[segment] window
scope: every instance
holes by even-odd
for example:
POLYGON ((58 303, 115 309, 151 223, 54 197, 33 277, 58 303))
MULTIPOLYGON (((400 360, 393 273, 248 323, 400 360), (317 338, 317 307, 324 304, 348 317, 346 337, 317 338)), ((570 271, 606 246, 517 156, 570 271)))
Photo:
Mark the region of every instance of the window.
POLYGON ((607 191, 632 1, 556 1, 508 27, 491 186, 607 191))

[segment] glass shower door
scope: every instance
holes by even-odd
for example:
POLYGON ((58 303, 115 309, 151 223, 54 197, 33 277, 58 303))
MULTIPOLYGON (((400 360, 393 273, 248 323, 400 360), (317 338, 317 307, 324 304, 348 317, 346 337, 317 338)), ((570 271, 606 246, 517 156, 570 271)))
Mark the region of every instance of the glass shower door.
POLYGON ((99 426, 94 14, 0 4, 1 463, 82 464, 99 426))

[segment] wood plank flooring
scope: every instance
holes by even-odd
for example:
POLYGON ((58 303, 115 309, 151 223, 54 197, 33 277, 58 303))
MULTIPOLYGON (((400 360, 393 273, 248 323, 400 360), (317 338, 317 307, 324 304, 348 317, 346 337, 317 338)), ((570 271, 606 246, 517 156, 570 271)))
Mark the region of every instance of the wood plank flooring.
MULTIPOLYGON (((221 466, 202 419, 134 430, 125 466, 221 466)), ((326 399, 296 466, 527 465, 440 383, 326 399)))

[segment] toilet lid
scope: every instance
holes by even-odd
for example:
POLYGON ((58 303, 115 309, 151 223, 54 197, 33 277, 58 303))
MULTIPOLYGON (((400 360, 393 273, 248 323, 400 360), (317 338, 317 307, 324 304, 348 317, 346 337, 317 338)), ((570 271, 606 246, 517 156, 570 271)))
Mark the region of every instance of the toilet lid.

* * * * *

# [Task]
Present every line of the rows above as a numbered list, omitting the blank lines.

# [Final result]
1. [segment] window
2. scope: every instance
3. holes by even-odd
4. for example:
5. POLYGON ((58 303, 115 309, 151 223, 54 197, 33 277, 58 303))
6. MULTIPOLYGON (((400 360, 393 273, 248 323, 400 360), (317 338, 317 307, 324 304, 348 317, 346 337, 317 338)), ((570 271, 606 246, 517 156, 570 271)))
7. Photo:
8. Mark the region of every instance of the window.
9. POLYGON ((607 191, 632 1, 556 1, 508 27, 491 186, 607 191))
10. [segment] glass shower door
11. scope: every instance
12. holes by even-odd
13. for example:
14. POLYGON ((58 303, 115 309, 151 223, 54 197, 33 277, 58 303))
15. MULTIPOLYGON (((400 360, 393 273, 248 323, 400 360), (317 338, 317 307, 324 304, 348 317, 346 337, 317 338)), ((570 271, 606 246, 517 156, 570 271)))
16. Mark the region of every instance of the glass shower door.
17. POLYGON ((99 426, 94 14, 0 4, 1 463, 82 464, 99 426))
18. [segment] wood plank flooring
19. scope: every instance
20. holes by even-odd
21. for example:
22. POLYGON ((58 303, 115 309, 151 223, 54 197, 33 277, 58 303))
23. MULTIPOLYGON (((400 360, 393 273, 248 323, 400 360), (317 338, 317 307, 324 304, 348 317, 346 337, 317 338)), ((570 271, 606 246, 517 156, 570 271)))
24. Mark the region of every instance of the wood plank flooring.
25. MULTIPOLYGON (((221 466, 202 419, 134 430, 125 466, 221 466)), ((326 399, 296 466, 527 465, 440 383, 326 399)))
26. [segment] toilet lid
27. scope: every instance
28. holes by even-odd
29. for example:
30. POLYGON ((58 303, 115 309, 151 223, 54 197, 33 277, 58 303))
31. MULTIPOLYGON (((400 360, 393 273, 248 323, 400 360), (317 338, 317 307, 324 304, 348 317, 346 337, 317 338)), ((570 271, 606 246, 517 156, 570 271)))
32. Mark the region of every instance of the toilet lid.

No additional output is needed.